» **Problem to work on**
Turn the lines from the one containing "Task: Where can the bicycle" through the one containing "[[382, 405]]", both included, into a Markdown table. Use the columns No. and Line, give each row a running number, and leave out blank lines.

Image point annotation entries
══════
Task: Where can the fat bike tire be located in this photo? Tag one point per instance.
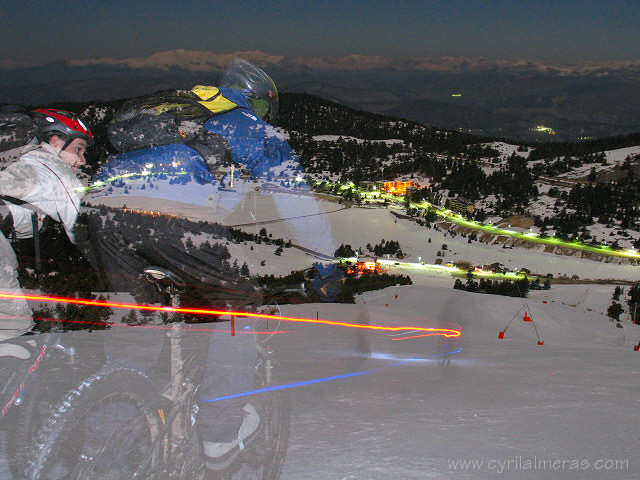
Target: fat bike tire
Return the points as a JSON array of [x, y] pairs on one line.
[[106, 428]]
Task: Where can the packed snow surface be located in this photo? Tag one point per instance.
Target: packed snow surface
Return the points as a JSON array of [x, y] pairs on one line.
[[386, 405]]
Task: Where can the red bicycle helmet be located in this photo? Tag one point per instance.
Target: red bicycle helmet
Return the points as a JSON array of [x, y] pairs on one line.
[[61, 122]]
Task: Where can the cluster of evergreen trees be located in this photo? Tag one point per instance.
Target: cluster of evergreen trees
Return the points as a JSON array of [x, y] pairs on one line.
[[517, 288]]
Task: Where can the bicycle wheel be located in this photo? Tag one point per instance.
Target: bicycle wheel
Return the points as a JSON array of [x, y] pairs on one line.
[[106, 428]]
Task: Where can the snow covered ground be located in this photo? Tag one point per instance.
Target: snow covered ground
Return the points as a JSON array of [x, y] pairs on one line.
[[382, 405]]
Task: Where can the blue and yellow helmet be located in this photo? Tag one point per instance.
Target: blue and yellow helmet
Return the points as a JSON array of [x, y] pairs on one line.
[[257, 87]]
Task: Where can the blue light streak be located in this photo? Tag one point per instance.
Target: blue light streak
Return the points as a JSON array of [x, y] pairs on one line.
[[304, 383]]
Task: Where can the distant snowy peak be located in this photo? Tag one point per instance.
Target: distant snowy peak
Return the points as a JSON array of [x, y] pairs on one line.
[[210, 61], [184, 59]]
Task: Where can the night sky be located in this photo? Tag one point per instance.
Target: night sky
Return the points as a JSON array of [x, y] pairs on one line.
[[557, 32]]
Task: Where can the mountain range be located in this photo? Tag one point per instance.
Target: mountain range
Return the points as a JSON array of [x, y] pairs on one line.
[[498, 98]]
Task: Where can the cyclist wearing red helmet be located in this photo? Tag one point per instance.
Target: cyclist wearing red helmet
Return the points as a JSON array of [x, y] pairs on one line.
[[42, 183]]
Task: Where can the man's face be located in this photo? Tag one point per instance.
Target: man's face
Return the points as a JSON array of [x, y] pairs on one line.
[[73, 155]]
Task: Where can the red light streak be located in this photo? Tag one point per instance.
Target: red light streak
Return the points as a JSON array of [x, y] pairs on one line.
[[98, 303]]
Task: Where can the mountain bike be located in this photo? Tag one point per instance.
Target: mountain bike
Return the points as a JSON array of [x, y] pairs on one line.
[[122, 423]]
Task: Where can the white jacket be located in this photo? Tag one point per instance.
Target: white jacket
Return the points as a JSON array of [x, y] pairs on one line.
[[47, 184]]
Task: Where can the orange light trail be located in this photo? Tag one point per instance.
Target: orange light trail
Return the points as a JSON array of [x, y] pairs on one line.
[[198, 311], [156, 327]]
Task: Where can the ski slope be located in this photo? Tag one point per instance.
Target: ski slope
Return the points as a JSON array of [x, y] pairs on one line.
[[372, 404]]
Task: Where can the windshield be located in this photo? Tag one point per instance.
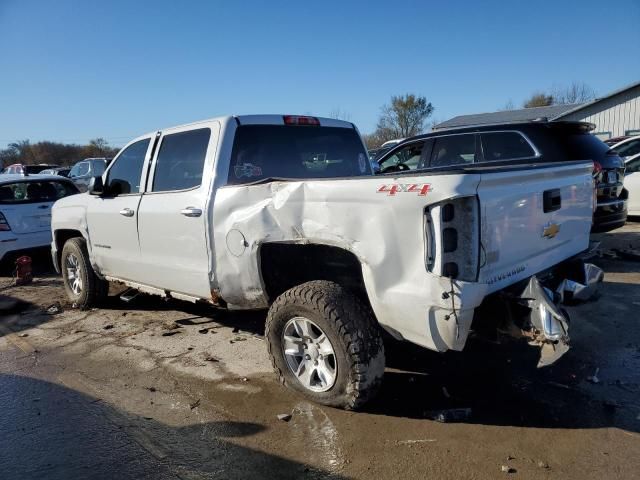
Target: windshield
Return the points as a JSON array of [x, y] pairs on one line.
[[266, 151]]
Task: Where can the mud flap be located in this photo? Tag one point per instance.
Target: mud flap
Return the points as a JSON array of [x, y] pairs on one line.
[[547, 325]]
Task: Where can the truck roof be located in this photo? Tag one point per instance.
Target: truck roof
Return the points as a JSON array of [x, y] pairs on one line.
[[259, 119]]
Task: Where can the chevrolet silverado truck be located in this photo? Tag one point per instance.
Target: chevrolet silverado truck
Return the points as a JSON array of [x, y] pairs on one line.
[[285, 213]]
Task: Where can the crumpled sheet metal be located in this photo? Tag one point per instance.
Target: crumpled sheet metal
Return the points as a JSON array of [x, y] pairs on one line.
[[583, 289], [351, 214], [549, 322]]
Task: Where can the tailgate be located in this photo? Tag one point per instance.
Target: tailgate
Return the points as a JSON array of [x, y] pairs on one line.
[[532, 219]]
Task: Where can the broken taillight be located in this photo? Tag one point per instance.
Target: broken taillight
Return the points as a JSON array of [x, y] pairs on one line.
[[301, 120], [453, 238], [4, 225]]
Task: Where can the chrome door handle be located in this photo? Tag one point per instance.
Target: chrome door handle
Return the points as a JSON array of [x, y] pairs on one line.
[[191, 212]]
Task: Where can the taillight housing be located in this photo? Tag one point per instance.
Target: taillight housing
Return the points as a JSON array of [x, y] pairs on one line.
[[597, 168], [4, 225], [301, 120], [452, 237]]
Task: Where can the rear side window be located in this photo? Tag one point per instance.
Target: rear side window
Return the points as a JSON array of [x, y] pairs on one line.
[[454, 150], [181, 160], [498, 146], [124, 176], [629, 149], [35, 192], [279, 151], [583, 146], [406, 158]]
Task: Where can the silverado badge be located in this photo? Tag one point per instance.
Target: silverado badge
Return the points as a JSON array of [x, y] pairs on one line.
[[550, 230]]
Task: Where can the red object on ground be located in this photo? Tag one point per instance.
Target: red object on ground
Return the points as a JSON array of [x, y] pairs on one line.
[[23, 270]]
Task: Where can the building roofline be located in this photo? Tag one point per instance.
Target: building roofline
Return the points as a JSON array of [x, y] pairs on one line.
[[594, 101]]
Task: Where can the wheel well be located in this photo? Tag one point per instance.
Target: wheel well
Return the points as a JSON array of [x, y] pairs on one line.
[[285, 265], [61, 237]]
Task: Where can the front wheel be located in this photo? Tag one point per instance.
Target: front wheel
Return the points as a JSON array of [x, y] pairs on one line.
[[82, 285], [325, 344]]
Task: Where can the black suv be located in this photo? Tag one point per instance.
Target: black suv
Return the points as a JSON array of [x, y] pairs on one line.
[[524, 143]]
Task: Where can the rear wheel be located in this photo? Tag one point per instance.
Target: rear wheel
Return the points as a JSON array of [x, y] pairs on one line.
[[83, 287], [325, 344]]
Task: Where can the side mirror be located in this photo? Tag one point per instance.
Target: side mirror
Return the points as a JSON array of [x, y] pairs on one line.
[[96, 187]]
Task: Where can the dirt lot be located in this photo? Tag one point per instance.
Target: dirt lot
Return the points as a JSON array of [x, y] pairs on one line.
[[171, 390]]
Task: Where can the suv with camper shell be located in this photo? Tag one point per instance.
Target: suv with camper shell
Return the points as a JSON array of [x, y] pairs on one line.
[[284, 212], [536, 142]]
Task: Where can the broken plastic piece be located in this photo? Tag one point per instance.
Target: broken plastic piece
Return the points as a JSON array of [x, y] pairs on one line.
[[450, 415], [581, 289], [549, 325]]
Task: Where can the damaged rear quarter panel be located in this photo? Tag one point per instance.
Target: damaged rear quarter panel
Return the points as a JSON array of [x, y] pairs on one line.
[[385, 232]]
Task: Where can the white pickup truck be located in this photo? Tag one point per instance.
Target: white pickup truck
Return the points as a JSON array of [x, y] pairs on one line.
[[284, 212]]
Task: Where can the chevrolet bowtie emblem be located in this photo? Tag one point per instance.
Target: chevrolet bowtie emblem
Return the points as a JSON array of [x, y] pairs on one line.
[[551, 230]]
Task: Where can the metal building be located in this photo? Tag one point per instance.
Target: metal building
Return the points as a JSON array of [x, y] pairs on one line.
[[614, 115]]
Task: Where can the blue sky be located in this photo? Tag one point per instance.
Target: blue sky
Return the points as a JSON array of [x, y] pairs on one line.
[[75, 70]]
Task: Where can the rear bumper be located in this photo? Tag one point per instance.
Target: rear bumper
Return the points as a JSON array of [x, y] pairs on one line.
[[609, 215]]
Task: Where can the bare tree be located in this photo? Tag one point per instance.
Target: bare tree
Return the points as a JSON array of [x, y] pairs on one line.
[[538, 99], [404, 116], [577, 92], [340, 114]]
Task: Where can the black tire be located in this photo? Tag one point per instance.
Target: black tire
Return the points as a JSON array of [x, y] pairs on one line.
[[354, 335], [94, 290]]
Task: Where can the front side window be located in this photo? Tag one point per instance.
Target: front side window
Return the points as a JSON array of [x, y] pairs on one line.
[[406, 158], [282, 151], [454, 150], [80, 169], [124, 176], [180, 161], [633, 166], [35, 192], [498, 146]]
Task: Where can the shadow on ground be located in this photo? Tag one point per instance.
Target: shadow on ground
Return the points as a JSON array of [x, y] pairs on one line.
[[53, 432]]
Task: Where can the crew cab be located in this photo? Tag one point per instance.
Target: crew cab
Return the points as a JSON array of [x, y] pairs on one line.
[[283, 212]]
══════
» **Expected answer**
| No. | Line |
|---|---|
| 1 | Task: Where can the bicycle wheel be located in this photo? Tag one point per instance. |
| 2 | Target: bicycle wheel |
| 3 | Return the points as a JSON array of [x, y] pairs on one line. |
| 4 | [[106, 428]] |
| 5 | Task: Where can the snow covered ground be located in this photo? Tag one point per instance. |
| 6 | Target: snow covered ground |
| 7 | Return the points as a JSON array of [x, y] pairs on one line. |
| 8 | [[382, 405]] |